* [Selected excerpt]:
──────────────────────────────

The array of weight which specifies how surely/likely the cluster is associated/assigned to a specific identifier as is specified in the cluster_identifier array. For the DBScan and atom probe tomography the multiplicity of each ion with respect to the cluster. That is how many times should the position of the ion be accounted for because the ion is e.g. a molecular ion with several elements or isotope of requested type.

is_noise: (optional) NX_BOOLEAN (Rank: 1, Dimensions: [c])

Optional bitmask encoding if members of the set are assigned to as noise or not.

is_core: (optional) NX_BOOLEAN (Rank: 1, Dimensions: [c])

Optional bitmask encoding if member of the set are a core point. For details to which feature/cluster an ion/point is a core point consider numerical_label.

──────────────────────────────

Labeled-object pointing entries
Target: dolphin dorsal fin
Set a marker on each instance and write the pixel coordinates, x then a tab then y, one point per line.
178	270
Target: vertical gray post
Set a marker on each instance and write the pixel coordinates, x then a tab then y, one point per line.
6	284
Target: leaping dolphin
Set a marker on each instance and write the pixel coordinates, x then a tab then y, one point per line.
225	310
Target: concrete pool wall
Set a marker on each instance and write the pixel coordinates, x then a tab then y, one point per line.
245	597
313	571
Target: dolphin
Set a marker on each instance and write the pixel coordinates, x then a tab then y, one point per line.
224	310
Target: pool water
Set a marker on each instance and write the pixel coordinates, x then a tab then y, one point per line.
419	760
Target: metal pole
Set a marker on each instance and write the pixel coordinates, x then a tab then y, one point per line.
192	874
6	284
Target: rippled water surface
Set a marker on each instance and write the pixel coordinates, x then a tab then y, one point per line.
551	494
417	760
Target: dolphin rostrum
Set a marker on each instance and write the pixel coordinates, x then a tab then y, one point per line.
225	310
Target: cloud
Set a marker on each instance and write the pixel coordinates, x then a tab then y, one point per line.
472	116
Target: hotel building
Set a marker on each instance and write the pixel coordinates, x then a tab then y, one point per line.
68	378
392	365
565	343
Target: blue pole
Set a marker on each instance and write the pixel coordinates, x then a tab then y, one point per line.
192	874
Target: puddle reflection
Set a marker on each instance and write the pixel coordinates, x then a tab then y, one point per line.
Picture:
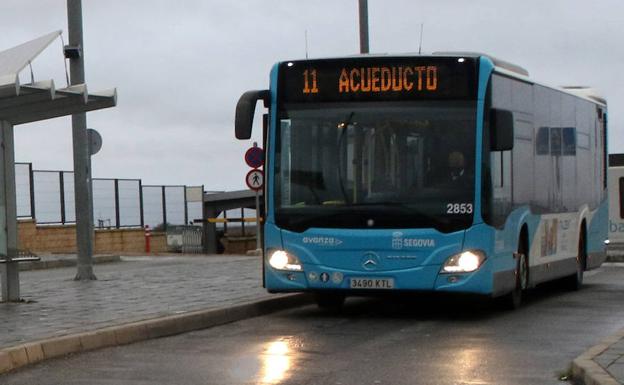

──────────────────────────────

* [Exercise task 1]: What data type does the excerpt on cluster data fields give for is_noise?
* [Exercise task 2]: Recast the listing as a JSON list of strings, one string per line, from the line containing "Target: leaping dolphin" through the end of the listing, with blank lines left out. Leave the picture out of the answer.

* [Exercise result 1]: NX_BOOLEAN.

* [Exercise result 2]:
[
  "Target: leaping dolphin",
  "Set a marker on each instance and write the pixel coordinates, x then a tab then y, one point per line.",
  "225\t310",
  "Target: concrete pool wall",
  "Set a marker on each instance and write the pixel coordinates, x then a tab then y, one point per line.",
  "245\t597",
  "313\t571",
  "Target: dolphin",
  "Set a marker on each instance and write the pixel coordinates, x then a tab then y, one point per line.",
  "224\t310",
  "Target: pool water",
  "Set a marker on each instance and write the pixel coordinates, x then a tab then y, one point per line.",
  "419\t760",
  "Target: metal pole",
  "Set a marker on each instance and write the pixel coordinates, x then a tab then y, one point per line.",
  "192\t874",
  "6\t284",
  "Target: rippled water surface",
  "Set a marker on each instance and write the pixel coordinates, x then a tab then y, one point per line.",
  "551\t494",
  "417\t760",
  "Target: dolphin rostrum",
  "Set a marker on each instance and write the pixel coordinates, x then a tab then y, one point per line.",
  "225\t310",
  "Target: cloud",
  "Set a marker on each instance and write the pixel coordinates, x then a tab then y, one point per line.",
  "472\t116",
  "Target: hotel building",
  "Set a marker on each instance and write the pixel coordinates, x then a tab then y, one point per line.",
  "68\t378",
  "392\t365",
  "565\t343",
  "Target: blue pole",
  "Set a marker on each instance and write the pixel coordinates, x then a tab then y, one point per line.",
  "192\t874",
  "Target: puddle reflection",
  "Set a marker on each instance and write the pixel coordinates, x then a tab then y, one point per line.",
  "Picture:"
]